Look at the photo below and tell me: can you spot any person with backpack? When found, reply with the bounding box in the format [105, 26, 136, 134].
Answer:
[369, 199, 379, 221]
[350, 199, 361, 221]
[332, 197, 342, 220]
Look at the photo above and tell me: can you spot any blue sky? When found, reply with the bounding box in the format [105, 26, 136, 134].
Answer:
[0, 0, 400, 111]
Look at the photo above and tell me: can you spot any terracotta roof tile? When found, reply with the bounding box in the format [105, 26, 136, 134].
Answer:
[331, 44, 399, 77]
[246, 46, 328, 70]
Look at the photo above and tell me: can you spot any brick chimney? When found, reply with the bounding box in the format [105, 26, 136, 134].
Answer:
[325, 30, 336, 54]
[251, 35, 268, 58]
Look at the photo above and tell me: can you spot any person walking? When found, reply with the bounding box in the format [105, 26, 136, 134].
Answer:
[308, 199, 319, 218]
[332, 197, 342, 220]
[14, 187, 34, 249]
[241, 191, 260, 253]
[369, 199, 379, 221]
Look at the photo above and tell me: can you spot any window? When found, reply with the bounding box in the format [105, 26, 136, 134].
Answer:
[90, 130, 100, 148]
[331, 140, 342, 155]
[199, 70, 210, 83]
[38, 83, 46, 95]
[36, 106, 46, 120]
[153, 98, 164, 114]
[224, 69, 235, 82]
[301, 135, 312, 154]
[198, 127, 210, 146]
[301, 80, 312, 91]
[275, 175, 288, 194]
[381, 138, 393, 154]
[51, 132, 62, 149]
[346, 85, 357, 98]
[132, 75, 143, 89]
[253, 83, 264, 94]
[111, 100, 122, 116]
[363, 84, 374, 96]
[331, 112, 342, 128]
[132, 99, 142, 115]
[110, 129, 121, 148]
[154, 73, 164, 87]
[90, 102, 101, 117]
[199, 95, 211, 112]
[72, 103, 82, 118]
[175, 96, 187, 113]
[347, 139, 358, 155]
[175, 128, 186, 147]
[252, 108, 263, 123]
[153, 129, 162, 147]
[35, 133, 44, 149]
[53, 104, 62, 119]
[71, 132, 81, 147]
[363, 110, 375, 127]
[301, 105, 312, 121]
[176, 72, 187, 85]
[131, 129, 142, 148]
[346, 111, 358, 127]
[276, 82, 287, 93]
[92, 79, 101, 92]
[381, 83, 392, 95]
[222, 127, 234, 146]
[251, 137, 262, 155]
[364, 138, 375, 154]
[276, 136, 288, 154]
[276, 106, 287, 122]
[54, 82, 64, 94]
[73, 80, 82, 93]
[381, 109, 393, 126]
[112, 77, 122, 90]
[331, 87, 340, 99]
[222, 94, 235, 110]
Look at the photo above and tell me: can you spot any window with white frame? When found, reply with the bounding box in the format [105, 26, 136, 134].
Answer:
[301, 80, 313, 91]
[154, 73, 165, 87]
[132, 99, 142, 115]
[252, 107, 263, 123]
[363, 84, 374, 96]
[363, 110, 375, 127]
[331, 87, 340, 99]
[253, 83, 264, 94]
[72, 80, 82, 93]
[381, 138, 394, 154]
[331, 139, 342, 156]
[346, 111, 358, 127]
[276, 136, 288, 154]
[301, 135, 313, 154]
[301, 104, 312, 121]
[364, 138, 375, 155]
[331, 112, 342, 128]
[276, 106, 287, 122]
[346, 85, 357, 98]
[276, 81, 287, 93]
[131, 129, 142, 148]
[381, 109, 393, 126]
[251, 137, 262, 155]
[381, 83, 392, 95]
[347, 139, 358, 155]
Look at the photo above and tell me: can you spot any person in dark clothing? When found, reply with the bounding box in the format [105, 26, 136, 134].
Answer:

...

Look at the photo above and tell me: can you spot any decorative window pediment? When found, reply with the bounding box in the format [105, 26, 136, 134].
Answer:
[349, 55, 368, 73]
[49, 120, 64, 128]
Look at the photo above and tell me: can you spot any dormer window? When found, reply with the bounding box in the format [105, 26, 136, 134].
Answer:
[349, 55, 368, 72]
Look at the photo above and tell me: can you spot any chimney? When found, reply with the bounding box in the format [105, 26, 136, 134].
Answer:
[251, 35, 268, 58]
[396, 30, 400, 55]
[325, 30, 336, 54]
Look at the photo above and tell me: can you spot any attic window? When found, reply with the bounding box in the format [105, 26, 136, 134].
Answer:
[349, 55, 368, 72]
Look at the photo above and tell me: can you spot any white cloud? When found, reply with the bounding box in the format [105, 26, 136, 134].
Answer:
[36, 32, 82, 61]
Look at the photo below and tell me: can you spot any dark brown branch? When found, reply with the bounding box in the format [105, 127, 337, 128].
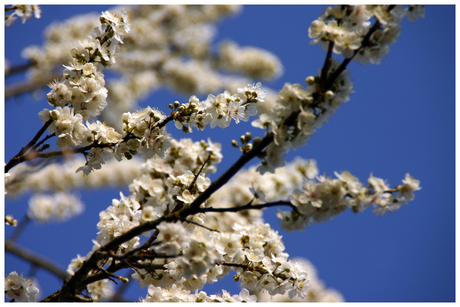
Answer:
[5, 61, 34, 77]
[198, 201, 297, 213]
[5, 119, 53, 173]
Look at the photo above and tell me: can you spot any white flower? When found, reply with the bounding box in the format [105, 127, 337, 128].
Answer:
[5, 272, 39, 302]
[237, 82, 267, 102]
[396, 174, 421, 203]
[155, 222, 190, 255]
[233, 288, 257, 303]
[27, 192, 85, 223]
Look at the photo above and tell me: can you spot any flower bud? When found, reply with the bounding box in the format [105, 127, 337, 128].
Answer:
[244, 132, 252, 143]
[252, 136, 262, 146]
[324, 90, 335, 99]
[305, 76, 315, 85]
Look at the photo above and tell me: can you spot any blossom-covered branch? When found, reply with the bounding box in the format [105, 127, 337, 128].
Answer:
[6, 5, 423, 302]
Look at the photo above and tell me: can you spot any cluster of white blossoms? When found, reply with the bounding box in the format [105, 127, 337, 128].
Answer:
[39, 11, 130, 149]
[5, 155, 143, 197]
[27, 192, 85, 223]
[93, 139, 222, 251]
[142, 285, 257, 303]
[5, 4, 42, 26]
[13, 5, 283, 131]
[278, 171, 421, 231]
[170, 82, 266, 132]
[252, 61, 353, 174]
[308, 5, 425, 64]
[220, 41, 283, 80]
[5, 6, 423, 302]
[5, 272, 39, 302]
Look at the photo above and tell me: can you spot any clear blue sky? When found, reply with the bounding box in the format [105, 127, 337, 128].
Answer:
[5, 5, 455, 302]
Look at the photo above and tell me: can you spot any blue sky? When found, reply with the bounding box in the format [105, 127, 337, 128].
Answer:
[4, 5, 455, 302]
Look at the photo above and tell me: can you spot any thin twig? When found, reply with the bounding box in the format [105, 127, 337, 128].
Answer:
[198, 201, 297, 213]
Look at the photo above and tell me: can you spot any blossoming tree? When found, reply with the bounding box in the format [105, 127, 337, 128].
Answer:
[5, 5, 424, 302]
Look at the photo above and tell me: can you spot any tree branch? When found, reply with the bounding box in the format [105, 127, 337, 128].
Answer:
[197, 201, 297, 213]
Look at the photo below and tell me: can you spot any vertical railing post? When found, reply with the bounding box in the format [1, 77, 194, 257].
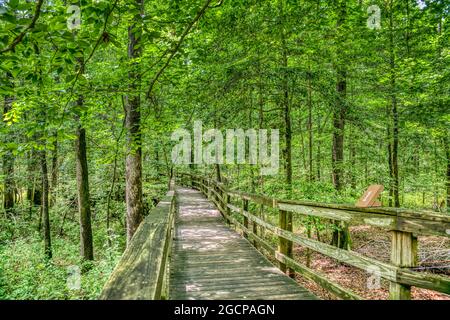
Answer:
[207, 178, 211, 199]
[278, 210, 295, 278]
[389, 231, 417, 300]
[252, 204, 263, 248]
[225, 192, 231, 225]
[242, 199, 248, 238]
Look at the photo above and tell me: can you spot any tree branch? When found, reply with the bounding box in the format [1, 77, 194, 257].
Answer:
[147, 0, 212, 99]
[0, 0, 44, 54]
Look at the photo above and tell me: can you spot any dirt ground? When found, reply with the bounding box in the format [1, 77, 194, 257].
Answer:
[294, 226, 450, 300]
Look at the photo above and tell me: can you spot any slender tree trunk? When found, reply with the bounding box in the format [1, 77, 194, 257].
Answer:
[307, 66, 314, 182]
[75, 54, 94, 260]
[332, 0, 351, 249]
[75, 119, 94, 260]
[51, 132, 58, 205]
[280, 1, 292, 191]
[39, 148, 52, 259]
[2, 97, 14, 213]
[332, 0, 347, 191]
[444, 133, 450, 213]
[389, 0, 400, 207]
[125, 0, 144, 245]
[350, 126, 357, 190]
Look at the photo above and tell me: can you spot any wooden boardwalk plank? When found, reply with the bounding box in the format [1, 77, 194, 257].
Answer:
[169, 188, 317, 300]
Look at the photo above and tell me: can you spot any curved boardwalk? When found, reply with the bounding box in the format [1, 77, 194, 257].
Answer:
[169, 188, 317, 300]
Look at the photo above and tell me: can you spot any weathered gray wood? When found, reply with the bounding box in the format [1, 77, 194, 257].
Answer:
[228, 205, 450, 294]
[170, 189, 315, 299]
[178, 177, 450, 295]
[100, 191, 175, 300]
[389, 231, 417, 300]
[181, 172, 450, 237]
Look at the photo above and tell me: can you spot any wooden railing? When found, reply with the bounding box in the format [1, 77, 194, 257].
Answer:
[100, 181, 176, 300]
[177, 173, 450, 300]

> [Aim of the exercise]: Convert the items starting with the line containing "spot any blossoming" and going on through the line containing "[5, 5, 424, 302]" into a numbered list, omitting any blank lines.

> [Task response]:
1. Look at the photo above and tell me: can you spot any blossoming tree? When found, reply with the bounding box in the format [105, 127, 337, 128].
2. Answer:
3. [5, 5, 424, 302]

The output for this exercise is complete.